Task to carry out
Repeat the records below word for word, but start at the line that contains "Q: Give the pixel coordinates of a point on the white", stop after the last line, and include nothing else.
========================================================================
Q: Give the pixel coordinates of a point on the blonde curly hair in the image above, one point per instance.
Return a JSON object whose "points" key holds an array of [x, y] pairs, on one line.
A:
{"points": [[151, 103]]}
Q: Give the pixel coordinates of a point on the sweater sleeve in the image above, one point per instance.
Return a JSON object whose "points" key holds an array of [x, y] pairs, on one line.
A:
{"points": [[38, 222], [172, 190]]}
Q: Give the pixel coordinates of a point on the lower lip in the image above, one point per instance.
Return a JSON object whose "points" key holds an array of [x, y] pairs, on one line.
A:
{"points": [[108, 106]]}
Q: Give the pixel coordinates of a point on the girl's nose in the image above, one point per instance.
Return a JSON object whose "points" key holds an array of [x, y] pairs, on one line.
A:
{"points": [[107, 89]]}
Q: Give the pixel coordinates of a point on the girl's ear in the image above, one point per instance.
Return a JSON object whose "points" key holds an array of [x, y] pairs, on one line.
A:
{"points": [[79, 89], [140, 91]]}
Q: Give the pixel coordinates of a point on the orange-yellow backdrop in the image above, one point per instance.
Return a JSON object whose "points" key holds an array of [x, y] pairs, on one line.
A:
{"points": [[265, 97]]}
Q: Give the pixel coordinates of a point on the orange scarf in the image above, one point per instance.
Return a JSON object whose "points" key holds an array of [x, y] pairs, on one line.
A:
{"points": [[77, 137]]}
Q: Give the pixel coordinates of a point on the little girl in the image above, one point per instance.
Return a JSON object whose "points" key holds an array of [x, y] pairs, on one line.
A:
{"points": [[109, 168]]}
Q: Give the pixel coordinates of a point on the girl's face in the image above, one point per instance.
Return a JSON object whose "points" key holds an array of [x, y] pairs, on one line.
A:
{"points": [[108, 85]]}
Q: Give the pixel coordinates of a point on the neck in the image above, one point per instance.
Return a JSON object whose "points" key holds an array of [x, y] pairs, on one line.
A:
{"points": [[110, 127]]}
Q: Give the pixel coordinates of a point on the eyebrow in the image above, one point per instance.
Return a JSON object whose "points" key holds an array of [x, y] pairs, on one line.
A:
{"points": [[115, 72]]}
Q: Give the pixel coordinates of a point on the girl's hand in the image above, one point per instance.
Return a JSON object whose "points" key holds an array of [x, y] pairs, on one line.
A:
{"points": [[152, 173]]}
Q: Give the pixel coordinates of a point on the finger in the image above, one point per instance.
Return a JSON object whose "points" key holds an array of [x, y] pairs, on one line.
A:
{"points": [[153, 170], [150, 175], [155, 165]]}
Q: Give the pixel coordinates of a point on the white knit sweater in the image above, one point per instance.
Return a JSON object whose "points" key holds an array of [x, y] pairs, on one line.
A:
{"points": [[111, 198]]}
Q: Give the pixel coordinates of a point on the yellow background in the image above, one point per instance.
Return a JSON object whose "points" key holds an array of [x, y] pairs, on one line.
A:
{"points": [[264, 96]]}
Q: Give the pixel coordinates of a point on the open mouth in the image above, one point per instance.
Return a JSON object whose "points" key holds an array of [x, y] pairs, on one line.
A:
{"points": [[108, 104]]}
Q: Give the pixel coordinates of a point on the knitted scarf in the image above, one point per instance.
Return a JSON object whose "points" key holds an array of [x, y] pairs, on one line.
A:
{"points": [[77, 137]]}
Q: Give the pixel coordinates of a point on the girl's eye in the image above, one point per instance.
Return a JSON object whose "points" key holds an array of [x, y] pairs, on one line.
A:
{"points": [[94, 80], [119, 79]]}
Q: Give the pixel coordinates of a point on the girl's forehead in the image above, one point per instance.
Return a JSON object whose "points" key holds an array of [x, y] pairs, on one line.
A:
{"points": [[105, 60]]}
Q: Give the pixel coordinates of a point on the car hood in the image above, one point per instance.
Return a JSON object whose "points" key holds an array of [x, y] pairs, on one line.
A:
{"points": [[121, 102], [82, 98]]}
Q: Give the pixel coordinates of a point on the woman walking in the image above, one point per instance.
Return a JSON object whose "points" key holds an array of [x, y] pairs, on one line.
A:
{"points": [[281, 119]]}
========================================================================
Answer to the problem
Q: Give the pixel coordinates of a point on the white knit sweater in the image above, one point per instance.
Return a JSON object whose "points" key holds an array of [x, y] pairs, on one line.
A:
{"points": [[111, 198]]}
Q: Give the pixel coordinates of a point on the yellow background in the image above, one point per instance.
Return a JSON object whose "points" key holds an array of [x, y] pairs, on one line.
A:
{"points": [[264, 96]]}
Q: Give the pixel coordinates of a point on the open mouth in the image above, one point per instance.
Return a JSON object whose "points" key holds an array of [x, y] pairs, on one line.
A:
{"points": [[108, 104]]}
Q: Give the pixel coordinates of a point on the knitted scarf in the image above, one point per instance.
Return a JSON object whose "points" key holds an array of [x, y] pairs, on one line.
A:
{"points": [[77, 137]]}
Q: Give the pixel coordinates of a point on the girl's eye in the image above, one point per instance.
Return a JSON object whose "points" key holds an array of [x, y] pairs, on one line.
A:
{"points": [[94, 80], [119, 79]]}
Q: Give the pixel coordinates of a point on the girl's forehead in the image above, one point per instance.
Return a JSON object whose "points" key holds an array of [x, y] pairs, on one line.
A:
{"points": [[105, 60]]}
Q: Give the pixel coordinates of a point on the car hood in the image above, one point per instance.
Return a JSON object whose "points" key holds an array of [x, y] pairs, on one line.
A:
{"points": [[121, 102], [82, 98]]}
Q: Give the pixel coordinates of a point on the woman walking in the image above, one point per instance.
Return a JSON object whose "points" key holds an array of [x, y] pairs, on one line.
A:
{"points": [[281, 119]]}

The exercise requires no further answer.